Exercise tolerance test results were available for 75 participants. According to current diagnostic criteria 46 participants had positive results (27:19, CAD vs. NCA) [22]. Myocardial perfusion single-photon emission computed tomography scans showed inducible perfusion defects in five additional patients with NCA. There was no significant difference in positive functional stress tests between the two groups (CAD:NCA, 27:12 vs. 24:14, P = 0.573). However the calculation of post-test probabilities revealed a significant difference (CAD:NCA; 1.55±1.05 vs. 0.94±0.79, P = 0.005).

» **THINGS TO DO**
a) List every number pair written with a colon in the passage on stress test results.
b) Continue the passage on stress test results in CAD and NCA patients, starting after its final sentence.

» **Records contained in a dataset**
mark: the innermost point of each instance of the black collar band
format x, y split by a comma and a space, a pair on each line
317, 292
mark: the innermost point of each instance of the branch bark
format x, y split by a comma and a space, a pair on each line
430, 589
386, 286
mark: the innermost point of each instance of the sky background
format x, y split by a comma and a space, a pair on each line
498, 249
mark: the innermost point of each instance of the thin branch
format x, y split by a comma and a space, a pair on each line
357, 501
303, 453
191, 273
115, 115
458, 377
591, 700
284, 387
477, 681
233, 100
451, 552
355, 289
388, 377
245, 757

» **ANSWERS FOR THIS EXERCISE**
a) 27:19, 27:12, 24:14

b)
Carotid plaque score (CAD:NCA, n = 41:37; 3.0 [1.5; 4.5] vs. 1.2 [0; 2.55], P<0.001) was the only significantly different macrovascular marker between the CAD and NCA groups (Fig 2B). Markers of arterial stiffness such as carotid distensibility (CAD vs. NCA; 3.8±1.2 10-3/kPa vs. 3.4±0.9 10-3/kPa, P = 0.092) and pulse wave velocity (CAD vs. NCA; 7.8±1.4 m/sec vs. 8.3±1.5 m/sec, P = 0.186); or of generalized atherosclerosis such as C-IMT (CAD vs. NCA; 0.73±0.10 mm vs. 0.75±0.10 mm, P = 0.518) were not significantly different (Fig 1). Other macrovascular markers are listed in S1 Table.

Fig 2. Non-cardiac vascular markers in patients with angina like symptoms and CAD or normal coronary arteries.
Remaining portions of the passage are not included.